Copy out the data verbatim, from its very beginning through the line containing "pixel 184 127", with both ends included. Omit the pictures.

* BEGIN *

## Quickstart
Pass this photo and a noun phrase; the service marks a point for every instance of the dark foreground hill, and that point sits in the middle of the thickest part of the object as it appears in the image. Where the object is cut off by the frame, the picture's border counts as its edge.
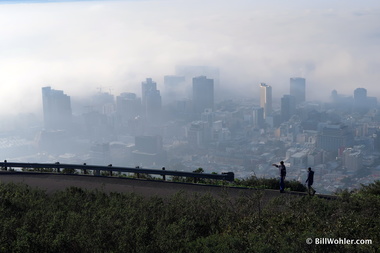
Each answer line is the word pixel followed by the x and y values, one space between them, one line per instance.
pixel 78 220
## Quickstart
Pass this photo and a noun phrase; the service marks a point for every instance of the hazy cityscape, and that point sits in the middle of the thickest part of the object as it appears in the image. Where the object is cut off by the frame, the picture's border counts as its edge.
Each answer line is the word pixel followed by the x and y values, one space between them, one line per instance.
pixel 181 125
pixel 213 84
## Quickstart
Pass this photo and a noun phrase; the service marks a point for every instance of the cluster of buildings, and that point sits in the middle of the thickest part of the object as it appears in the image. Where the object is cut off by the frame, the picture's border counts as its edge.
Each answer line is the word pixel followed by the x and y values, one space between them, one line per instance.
pixel 184 127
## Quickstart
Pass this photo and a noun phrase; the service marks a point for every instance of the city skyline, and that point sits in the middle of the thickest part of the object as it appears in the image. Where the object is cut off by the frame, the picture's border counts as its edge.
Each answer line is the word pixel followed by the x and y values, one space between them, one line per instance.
pixel 119 43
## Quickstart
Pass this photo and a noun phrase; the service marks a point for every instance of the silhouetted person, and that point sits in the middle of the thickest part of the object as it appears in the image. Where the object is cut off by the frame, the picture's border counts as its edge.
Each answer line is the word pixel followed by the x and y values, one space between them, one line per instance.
pixel 310 181
pixel 282 175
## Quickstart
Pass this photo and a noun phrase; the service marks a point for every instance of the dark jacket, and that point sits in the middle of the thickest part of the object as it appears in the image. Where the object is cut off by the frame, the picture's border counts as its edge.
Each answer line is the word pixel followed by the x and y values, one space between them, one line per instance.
pixel 310 178
pixel 282 170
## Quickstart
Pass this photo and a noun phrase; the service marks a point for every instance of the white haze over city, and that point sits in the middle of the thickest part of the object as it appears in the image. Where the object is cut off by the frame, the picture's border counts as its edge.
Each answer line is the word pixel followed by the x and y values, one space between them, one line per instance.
pixel 81 46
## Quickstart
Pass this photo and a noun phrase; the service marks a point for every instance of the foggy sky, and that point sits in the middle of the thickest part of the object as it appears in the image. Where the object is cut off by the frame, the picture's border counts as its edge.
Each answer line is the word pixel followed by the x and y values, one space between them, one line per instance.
pixel 80 46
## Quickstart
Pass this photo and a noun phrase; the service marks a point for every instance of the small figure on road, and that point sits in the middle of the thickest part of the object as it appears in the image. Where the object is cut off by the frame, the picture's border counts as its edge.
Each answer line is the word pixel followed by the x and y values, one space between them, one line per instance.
pixel 310 181
pixel 282 175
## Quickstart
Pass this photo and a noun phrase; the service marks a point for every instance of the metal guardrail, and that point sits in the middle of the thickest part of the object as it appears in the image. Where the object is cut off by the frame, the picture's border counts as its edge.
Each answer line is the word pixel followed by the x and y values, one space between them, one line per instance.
pixel 228 176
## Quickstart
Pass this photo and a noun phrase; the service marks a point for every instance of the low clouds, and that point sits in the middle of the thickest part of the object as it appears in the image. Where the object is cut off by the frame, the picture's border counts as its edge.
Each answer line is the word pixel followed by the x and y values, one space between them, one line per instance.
pixel 79 46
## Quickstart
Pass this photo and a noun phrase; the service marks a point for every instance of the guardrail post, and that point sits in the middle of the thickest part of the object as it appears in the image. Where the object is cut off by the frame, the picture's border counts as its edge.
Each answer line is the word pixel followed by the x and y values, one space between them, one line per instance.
pixel 110 165
pixel 163 176
pixel 58 169
pixel 84 170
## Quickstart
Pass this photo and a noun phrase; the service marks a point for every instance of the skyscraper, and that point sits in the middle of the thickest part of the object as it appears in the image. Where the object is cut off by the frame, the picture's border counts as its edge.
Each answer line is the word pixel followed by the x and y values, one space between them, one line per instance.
pixel 266 99
pixel 298 89
pixel 288 107
pixel 128 106
pixel 56 109
pixel 147 86
pixel 151 100
pixel 174 88
pixel 203 94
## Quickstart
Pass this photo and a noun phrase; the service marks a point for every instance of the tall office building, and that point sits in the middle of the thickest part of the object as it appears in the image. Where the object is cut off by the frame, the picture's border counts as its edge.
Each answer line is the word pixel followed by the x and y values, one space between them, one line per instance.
pixel 146 87
pixel 56 109
pixel 288 107
pixel 151 100
pixel 174 88
pixel 203 94
pixel 361 100
pixel 266 99
pixel 298 89
pixel 128 106
pixel 334 137
pixel 258 117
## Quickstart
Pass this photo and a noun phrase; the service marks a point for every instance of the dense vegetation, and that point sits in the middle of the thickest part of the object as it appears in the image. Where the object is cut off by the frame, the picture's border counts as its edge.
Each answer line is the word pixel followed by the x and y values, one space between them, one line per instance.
pixel 76 220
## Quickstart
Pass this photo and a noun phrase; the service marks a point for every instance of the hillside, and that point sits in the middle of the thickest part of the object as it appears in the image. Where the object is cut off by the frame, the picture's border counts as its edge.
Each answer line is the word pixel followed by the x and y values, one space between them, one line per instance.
pixel 78 220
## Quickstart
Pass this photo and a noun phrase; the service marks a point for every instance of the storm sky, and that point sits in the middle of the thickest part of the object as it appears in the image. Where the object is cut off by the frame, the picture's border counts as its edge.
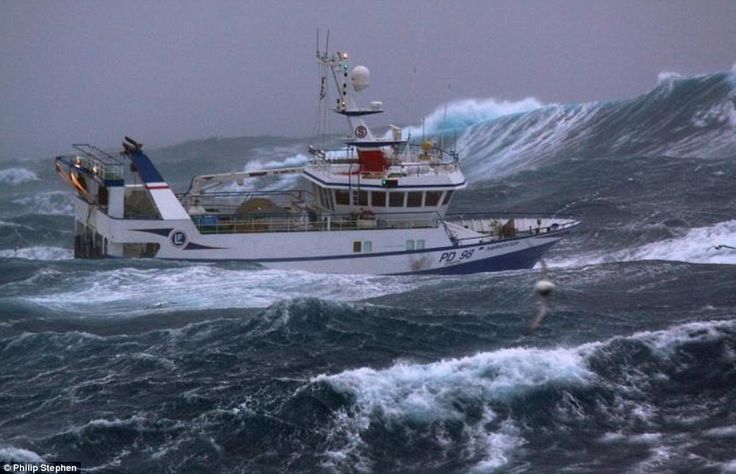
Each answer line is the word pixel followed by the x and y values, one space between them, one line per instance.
pixel 165 72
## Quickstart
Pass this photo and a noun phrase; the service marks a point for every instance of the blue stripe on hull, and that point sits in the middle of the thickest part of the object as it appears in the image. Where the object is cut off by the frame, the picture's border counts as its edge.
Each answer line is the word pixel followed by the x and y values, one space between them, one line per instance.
pixel 513 261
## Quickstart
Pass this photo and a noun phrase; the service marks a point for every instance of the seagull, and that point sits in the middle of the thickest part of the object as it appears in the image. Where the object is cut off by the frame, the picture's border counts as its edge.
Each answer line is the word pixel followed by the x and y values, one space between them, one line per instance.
pixel 543 288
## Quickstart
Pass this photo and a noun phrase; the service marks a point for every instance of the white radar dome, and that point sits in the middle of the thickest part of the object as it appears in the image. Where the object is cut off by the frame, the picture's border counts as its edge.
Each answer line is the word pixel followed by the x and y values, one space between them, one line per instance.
pixel 360 78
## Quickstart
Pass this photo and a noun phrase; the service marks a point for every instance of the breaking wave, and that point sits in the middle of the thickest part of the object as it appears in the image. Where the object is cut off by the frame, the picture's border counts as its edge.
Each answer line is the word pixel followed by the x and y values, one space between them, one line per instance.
pixel 38 253
pixel 680 117
pixel 463 410
pixel 714 244
pixel 15 176
pixel 458 115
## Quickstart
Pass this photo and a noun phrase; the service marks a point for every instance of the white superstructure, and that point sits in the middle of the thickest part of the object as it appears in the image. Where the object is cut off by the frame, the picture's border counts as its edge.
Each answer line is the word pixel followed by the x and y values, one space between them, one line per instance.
pixel 378 206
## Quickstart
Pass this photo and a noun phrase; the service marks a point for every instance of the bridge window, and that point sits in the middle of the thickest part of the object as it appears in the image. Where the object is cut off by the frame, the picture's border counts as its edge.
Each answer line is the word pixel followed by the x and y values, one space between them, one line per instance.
pixel 432 198
pixel 448 195
pixel 362 198
pixel 396 199
pixel 378 199
pixel 414 199
pixel 342 197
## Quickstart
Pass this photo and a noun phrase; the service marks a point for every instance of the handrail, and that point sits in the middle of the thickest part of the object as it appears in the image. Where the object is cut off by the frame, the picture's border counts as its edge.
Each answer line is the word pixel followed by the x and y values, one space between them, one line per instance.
pixel 301 222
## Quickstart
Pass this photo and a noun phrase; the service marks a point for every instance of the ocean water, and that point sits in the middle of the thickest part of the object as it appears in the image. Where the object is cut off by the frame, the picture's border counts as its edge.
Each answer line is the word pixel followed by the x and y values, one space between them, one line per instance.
pixel 143 366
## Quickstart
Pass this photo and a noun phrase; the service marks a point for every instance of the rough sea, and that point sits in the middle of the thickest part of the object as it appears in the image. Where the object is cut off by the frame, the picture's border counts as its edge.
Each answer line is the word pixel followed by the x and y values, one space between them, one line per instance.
pixel 138 366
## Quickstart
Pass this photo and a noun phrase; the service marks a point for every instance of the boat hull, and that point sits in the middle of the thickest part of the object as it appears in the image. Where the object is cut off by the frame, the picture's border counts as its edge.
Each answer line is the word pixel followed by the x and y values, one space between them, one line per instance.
pixel 378 251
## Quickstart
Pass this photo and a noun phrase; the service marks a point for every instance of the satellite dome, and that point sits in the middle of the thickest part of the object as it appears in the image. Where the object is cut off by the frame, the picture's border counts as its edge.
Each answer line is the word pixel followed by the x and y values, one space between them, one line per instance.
pixel 360 78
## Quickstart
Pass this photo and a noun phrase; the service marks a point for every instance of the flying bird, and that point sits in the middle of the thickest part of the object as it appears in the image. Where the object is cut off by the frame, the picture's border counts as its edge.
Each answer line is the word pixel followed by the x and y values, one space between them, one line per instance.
pixel 543 288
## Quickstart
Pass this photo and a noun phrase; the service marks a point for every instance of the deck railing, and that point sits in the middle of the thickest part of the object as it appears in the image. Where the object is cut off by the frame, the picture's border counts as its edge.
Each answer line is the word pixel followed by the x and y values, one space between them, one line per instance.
pixel 311 222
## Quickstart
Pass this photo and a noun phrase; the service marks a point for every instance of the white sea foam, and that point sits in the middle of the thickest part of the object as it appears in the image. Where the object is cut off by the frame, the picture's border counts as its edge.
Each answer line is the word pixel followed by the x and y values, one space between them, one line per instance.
pixel 410 393
pixel 38 253
pixel 288 162
pixel 665 76
pixel 48 203
pixel 10 453
pixel 133 290
pixel 435 392
pixel 729 466
pixel 15 176
pixel 460 114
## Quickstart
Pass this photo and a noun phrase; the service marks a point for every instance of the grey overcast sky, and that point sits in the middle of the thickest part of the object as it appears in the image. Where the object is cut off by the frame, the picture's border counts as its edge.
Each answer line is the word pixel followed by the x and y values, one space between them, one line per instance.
pixel 168 71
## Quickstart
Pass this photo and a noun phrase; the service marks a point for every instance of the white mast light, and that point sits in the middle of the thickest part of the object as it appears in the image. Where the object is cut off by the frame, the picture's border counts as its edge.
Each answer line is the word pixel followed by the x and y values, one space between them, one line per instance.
pixel 360 78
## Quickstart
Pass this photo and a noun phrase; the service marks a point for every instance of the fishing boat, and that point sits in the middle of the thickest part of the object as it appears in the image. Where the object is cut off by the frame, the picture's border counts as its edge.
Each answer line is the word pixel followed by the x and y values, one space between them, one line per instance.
pixel 378 205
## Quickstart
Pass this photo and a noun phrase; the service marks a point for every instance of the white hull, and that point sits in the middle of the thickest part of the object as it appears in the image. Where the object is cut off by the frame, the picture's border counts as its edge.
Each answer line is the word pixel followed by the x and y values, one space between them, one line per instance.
pixel 320 251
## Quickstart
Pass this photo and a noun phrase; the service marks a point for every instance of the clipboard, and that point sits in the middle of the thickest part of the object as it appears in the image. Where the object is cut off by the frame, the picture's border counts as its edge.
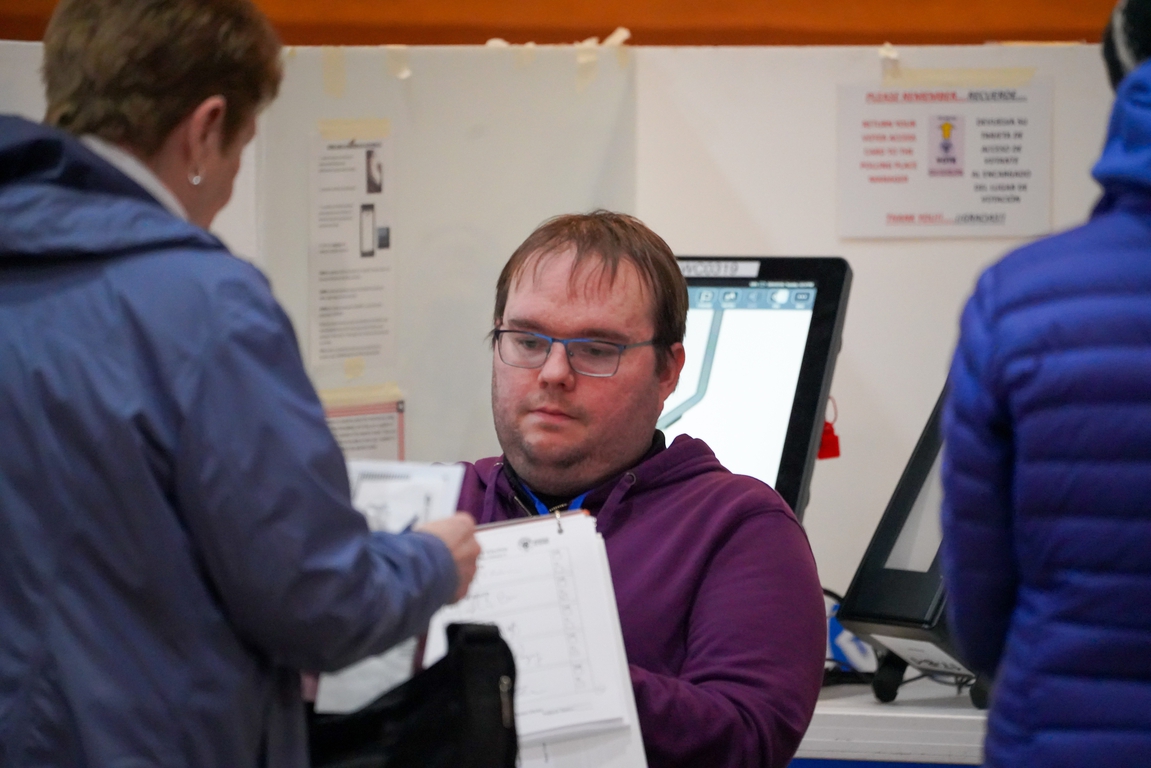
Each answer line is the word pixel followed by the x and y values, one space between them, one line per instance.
pixel 547 584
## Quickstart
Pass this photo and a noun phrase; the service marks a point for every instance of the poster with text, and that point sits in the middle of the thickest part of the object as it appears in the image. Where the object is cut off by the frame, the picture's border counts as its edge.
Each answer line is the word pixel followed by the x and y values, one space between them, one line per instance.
pixel 945 162
pixel 351 280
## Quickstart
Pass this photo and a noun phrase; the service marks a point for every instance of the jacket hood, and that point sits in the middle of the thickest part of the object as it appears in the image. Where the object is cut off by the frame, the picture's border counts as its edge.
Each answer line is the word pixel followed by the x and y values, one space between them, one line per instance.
pixel 1126 160
pixel 59 199
pixel 684 458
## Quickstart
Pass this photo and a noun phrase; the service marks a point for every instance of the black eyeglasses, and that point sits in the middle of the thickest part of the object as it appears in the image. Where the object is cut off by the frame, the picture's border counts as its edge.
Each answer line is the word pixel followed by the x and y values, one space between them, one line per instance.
pixel 589 357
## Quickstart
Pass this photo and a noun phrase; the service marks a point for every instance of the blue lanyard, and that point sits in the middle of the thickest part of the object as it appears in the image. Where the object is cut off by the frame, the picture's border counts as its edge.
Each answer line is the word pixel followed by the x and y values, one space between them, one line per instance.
pixel 543 510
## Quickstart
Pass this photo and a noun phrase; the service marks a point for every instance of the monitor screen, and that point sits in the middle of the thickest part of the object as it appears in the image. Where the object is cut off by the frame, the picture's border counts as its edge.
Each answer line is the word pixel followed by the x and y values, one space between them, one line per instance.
pixel 762 336
pixel 899 580
pixel 744 346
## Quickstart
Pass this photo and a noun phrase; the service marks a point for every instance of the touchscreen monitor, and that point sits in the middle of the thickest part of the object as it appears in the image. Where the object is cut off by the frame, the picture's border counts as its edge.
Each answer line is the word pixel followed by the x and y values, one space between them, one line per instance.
pixel 762 335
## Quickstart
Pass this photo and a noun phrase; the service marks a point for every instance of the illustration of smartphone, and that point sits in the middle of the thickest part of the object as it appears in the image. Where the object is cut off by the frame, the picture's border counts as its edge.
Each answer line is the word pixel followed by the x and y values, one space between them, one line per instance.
pixel 367 230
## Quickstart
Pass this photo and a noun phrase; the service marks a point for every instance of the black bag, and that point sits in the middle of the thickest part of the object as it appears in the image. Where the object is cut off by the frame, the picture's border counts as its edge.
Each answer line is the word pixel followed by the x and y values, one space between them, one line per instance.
pixel 457 713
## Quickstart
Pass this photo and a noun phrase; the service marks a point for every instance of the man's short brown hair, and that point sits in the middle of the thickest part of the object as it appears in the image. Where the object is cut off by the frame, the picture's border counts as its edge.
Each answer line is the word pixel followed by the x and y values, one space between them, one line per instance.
pixel 130 70
pixel 611 238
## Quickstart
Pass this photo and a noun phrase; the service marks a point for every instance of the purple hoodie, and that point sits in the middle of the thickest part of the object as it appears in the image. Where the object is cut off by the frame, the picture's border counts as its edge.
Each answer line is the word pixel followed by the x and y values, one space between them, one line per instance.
pixel 719 602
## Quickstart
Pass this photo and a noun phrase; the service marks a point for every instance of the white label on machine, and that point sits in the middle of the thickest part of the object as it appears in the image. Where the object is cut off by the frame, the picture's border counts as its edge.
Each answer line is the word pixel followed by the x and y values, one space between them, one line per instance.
pixel 922 655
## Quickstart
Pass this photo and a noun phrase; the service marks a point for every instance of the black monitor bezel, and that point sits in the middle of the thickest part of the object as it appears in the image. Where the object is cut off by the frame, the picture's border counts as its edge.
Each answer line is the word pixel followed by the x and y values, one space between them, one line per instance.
pixel 883 595
pixel 832 279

* END *

- Correct output -
## Quickstart
Pass this photo and a noun phrase; the service marks a point for every instance of the dark foreground hill, and that point sits in the middle of the thickest part of the object as it appears in the image. Where the object is cut off by the frame, the picture's border counts as its edge.
Each answer line is the word pixel followed by the x and y values, one space between them, one line per instance.
pixel 78 220
## Quickstart
Pass this photo and a noun phrase; the service marks a point for every instance of the hazy cityscape, and that point sits in the middle of the thickest part of the object as it appears in the image. Where the object is cut off by the frame, the picture's border counts as its edge.
Each answer line is the word pixel followed by the x and y values, one space between them, one line per instance.
pixel 181 125
pixel 213 84
## Quickstart
Pass this photo and a noun phrase; the service marks a point for every instance of the cluster of buildings, and that point sits in the middle of the thickest part of the object as it appears in the image. Where the object is cut off by the frame, the picture's border counts as its edge.
Each answer line is the word pixel followed by the x and y values, one space between them, one line per instance.
pixel 184 127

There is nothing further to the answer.